[Location annotation dataset excerpts]
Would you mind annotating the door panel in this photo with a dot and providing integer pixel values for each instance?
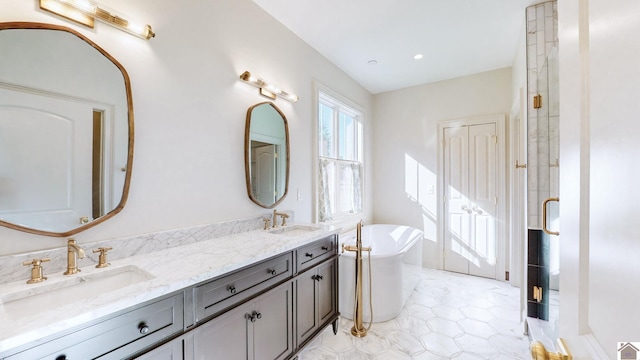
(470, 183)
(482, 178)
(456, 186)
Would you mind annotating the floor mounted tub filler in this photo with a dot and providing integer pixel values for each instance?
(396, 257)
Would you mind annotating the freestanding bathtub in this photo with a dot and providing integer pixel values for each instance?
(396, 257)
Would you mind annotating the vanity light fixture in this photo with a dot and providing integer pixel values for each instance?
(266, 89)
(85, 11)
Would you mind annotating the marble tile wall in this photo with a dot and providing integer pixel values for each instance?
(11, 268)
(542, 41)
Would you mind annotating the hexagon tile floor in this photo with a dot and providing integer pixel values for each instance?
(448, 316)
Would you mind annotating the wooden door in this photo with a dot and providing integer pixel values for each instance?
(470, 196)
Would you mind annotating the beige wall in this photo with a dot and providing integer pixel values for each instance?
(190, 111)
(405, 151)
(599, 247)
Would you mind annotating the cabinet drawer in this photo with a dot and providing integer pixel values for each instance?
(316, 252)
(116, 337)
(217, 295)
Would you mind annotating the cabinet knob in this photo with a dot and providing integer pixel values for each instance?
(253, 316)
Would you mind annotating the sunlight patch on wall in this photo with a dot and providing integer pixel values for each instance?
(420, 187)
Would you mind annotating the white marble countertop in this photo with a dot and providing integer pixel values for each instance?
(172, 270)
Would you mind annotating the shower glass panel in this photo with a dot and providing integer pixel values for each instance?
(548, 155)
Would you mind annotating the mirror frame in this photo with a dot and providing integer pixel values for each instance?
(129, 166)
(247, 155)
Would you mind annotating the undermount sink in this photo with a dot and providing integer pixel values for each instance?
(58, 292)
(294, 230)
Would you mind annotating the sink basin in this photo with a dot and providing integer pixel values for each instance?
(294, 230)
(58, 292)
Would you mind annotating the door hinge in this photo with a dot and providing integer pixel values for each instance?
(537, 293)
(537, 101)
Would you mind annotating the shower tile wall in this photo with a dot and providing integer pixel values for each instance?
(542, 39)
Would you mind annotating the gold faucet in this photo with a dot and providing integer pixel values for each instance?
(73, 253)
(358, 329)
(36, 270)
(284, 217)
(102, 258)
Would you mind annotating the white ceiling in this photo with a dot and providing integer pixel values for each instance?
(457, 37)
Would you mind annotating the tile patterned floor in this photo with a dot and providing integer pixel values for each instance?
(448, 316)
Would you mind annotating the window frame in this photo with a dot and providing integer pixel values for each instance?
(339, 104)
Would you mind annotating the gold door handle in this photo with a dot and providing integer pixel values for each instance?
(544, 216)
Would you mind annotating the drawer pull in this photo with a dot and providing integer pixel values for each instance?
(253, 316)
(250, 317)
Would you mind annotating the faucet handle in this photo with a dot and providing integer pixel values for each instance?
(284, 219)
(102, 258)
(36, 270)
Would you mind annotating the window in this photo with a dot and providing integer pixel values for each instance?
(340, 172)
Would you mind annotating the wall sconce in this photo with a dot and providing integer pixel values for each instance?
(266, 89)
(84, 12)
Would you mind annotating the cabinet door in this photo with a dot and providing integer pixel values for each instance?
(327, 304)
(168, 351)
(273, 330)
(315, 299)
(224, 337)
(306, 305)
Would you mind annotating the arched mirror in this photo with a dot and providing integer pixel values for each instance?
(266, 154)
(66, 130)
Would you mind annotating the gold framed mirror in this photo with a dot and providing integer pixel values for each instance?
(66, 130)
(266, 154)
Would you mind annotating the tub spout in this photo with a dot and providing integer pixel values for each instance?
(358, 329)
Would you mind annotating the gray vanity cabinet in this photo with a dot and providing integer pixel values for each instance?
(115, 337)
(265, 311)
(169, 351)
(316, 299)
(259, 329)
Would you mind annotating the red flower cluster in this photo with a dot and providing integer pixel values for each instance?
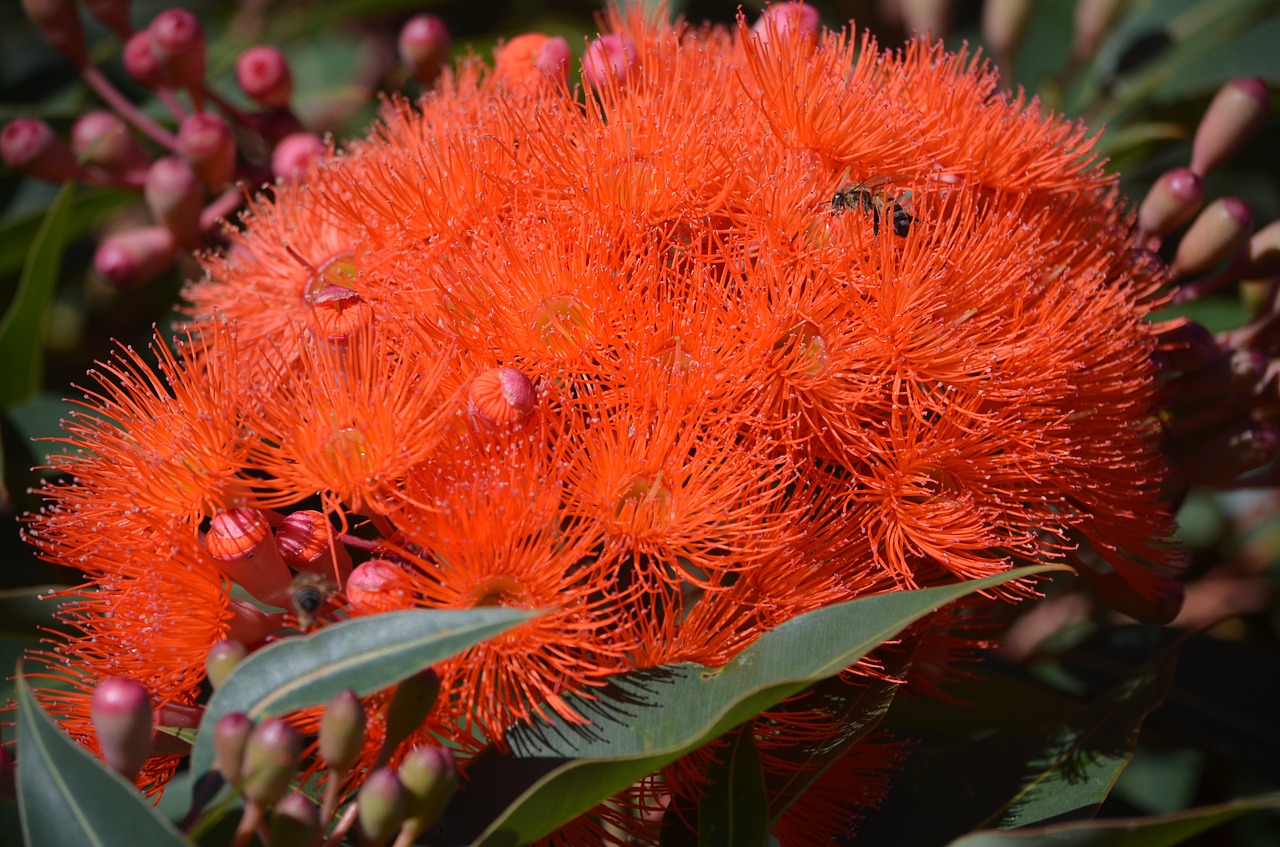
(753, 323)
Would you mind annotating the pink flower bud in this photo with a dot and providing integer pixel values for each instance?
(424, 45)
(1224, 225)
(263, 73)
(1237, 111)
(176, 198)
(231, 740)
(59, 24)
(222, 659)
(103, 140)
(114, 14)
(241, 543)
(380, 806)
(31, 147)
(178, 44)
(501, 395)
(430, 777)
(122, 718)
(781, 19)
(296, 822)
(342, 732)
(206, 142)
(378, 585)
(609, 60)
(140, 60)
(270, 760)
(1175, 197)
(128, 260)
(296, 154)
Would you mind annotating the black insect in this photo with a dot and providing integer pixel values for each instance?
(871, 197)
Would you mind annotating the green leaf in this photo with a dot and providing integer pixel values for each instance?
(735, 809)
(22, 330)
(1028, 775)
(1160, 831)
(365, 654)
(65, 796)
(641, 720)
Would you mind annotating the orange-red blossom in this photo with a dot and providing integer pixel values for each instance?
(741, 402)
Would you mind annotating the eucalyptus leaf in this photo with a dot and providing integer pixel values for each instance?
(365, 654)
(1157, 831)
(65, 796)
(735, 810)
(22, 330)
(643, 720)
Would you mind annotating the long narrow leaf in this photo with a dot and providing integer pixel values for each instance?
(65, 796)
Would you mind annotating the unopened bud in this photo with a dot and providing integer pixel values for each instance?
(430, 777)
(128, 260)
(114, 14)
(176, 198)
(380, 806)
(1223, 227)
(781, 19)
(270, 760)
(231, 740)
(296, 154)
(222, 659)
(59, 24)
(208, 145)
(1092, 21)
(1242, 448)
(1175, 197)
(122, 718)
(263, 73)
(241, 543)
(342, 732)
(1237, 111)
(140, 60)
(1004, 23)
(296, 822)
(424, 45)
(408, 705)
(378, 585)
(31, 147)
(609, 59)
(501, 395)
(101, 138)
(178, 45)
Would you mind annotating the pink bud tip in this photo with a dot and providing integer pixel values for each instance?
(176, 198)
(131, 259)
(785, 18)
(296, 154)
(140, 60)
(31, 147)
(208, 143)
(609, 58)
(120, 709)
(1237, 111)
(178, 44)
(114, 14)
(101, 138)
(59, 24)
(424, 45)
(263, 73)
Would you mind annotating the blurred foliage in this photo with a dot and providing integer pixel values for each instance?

◆ Objective ◆
Transcribe the preceding listing in its entirety and with exact wording, leaving out pictures.

◆ Result ◆
Would you mind annotating the door panel in this photo with a dot and providing integer pixel values for each instance?
(470, 183)
(482, 178)
(456, 186)
Would you mind annotating the floor mounted tub filler in this photo with a dot and providing integer pixel values for each instance?
(396, 257)
Would you mind annotating the freestanding bathtub in this photo with a dot and providing integer pixel values for each instance?
(396, 257)
Would you mind annotating the vanity light fixture in this photo with a dot and providing integer pixel values for each instance?
(266, 89)
(85, 11)
Would you mind annotating the marble tile wall in this photo with a dot and providing integer pixel values for each instance?
(11, 268)
(542, 41)
Would you mind annotating the hexagon tile floor in this photo with a dot and providing integer pixel values for each instance?
(448, 316)
Would you mind annotating the wooden door in this photo with a dot and providing integer pixel values for each instance?
(470, 196)
Would you mind annotating the beige wall in this photo with a dot and providing integer pixel values for each instance?
(190, 111)
(405, 151)
(599, 247)
Would you mind annotating the cabinet drawer in this photo with a dot and providing integer pixel values for each instance?
(316, 252)
(116, 337)
(217, 295)
Would you mind annotating the cabinet knob in this photo with a dot and providing integer pixel values for each instance?
(253, 316)
Would you mind annotating the sunlight patch on wall in this photo with a dot and providing integer pixel values for each instance?
(420, 187)
Would you mind annotating the white marble countertop in this photo with a dot and providing integer pixel values for each instance?
(172, 270)
Would you mind annotating the shower glass panel in this photo with a dot and providing integer pixel values for each instance?
(548, 155)
Would you mind annotating the mirror frame in this photo with a dot and providing integer pixel values for each instance?
(129, 166)
(247, 155)
Would you mind annotating the undermount sink in this photo with a dot and providing integer pixel values for each instance?
(58, 292)
(294, 230)
Would you mind annotating the sink basin in this photo with a dot and providing integer pixel values for each instance?
(294, 230)
(58, 292)
Would you mind annotating the door hinge in this photo with a dot and providing integer pixel values for each instance?
(537, 293)
(537, 101)
Would you mind annotating the shower tile wall in this photo with a dot and providing integer pixel values for each instance?
(542, 39)
Would you mind annotating the gold faucet in this photo with a dot and providing integer pixel values for each instance?
(73, 253)
(358, 329)
(36, 270)
(284, 217)
(102, 258)
Would you mind annotating the white ceiling in this photo with a dot and providing integer pixel values for each instance?
(457, 37)
Would you mind annotating the tile patterned floor in this photo with a dot and providing integer pixel values for each instance?
(448, 316)
Would you mind annotating the window frame in this photo with a dot and providing integer pixel values for each instance?
(339, 104)
Would you mind annotating the gold door handle in this photo with a dot and providing integer pixel values for each instance?
(544, 216)
Would you mind annotating the drawer pull in this photo with a dot and providing integer pixel values for each instance?
(253, 316)
(250, 317)
Would you mind annotating the faucet handle in this photo with a dot and providing integer pixel values for each instance?
(284, 219)
(102, 258)
(36, 270)
Would you mind annotating the window in this photo with a dot and providing integer pixel values for each instance?
(340, 172)
Would you mind annotating the wall sconce in this photo with a dot and providing integer pixel values for each instance?
(266, 89)
(84, 12)
Would you mind annotating the cabinet door in this photo with a dot and providing integer pixel values for each instance?
(327, 304)
(168, 351)
(273, 330)
(315, 299)
(224, 337)
(306, 305)
Would you mind annotating the arched mirror in this photo with a dot and providing integer pixel values for each instance?
(266, 154)
(66, 130)
Would you mind annotating the gold framed mirror in this photo with a dot and providing integer pixel values for each instance?
(66, 130)
(266, 154)
Would you mind annotating the tub spout in this photo with a dot and providing integer pixel values for each instance?
(358, 329)
Would you mind annotating the gray vanity cabinet in this photo with a dot and providing integer pixel values for each instance?
(115, 337)
(265, 311)
(169, 351)
(316, 299)
(259, 329)
Would you mind annotating the red flower cluster in this photo with a dot and providing integer pixel values for each instance?
(753, 323)
Would you mind annotating the pink flower bud in this photo with a dot and providing integer pixel values for each instance?
(424, 45)
(1224, 225)
(263, 73)
(1237, 111)
(176, 198)
(231, 740)
(59, 24)
(222, 659)
(103, 140)
(114, 14)
(241, 543)
(380, 806)
(31, 147)
(178, 44)
(501, 395)
(430, 777)
(122, 718)
(781, 19)
(296, 822)
(342, 732)
(206, 142)
(378, 585)
(609, 60)
(140, 60)
(270, 760)
(1175, 197)
(128, 260)
(296, 154)
Would you mind annotating the black insect in this photo with a dot and providing integer pixel values for each instance?
(871, 197)
Would you mind annotating the green leaf in this photo with a dot and providing integer pixel values for each instance?
(735, 809)
(22, 330)
(1028, 775)
(1160, 831)
(365, 654)
(65, 796)
(641, 720)
Would you mind annotating the orange-red blossom in this photo with a dot and providing integer pixel values for each instance?
(741, 402)
Would you mind annotating the eucalyptus leaf in this photo with a dot and providing integer pixel values for each instance?
(365, 654)
(1157, 831)
(65, 796)
(735, 810)
(22, 330)
(643, 720)
Would you mind annotating the long narrow leaf in this photo with a dot and providing integer pixel values for each instance?
(65, 796)
Would you mind annotating the unopened bud in this photo with a dot and providing integer pixel values for each instance?
(430, 777)
(128, 260)
(114, 14)
(176, 198)
(380, 806)
(1223, 227)
(781, 19)
(270, 760)
(231, 740)
(296, 154)
(222, 659)
(59, 24)
(208, 145)
(1092, 21)
(1242, 448)
(1175, 197)
(122, 718)
(263, 73)
(241, 543)
(342, 732)
(1237, 111)
(140, 60)
(1004, 23)
(296, 822)
(424, 45)
(408, 705)
(378, 585)
(31, 147)
(609, 59)
(501, 395)
(101, 138)
(178, 45)
Would you mind annotating the pink bud tip in this photo with a dot and providing integer pixel values for each instance?
(176, 198)
(131, 259)
(785, 18)
(296, 154)
(140, 60)
(31, 147)
(208, 143)
(609, 58)
(120, 709)
(1237, 111)
(178, 44)
(114, 14)
(101, 138)
(59, 24)
(424, 45)
(263, 73)
Would you mind annotating the blurred foliage in this photo with a dot and providing integer pixel values for each instance?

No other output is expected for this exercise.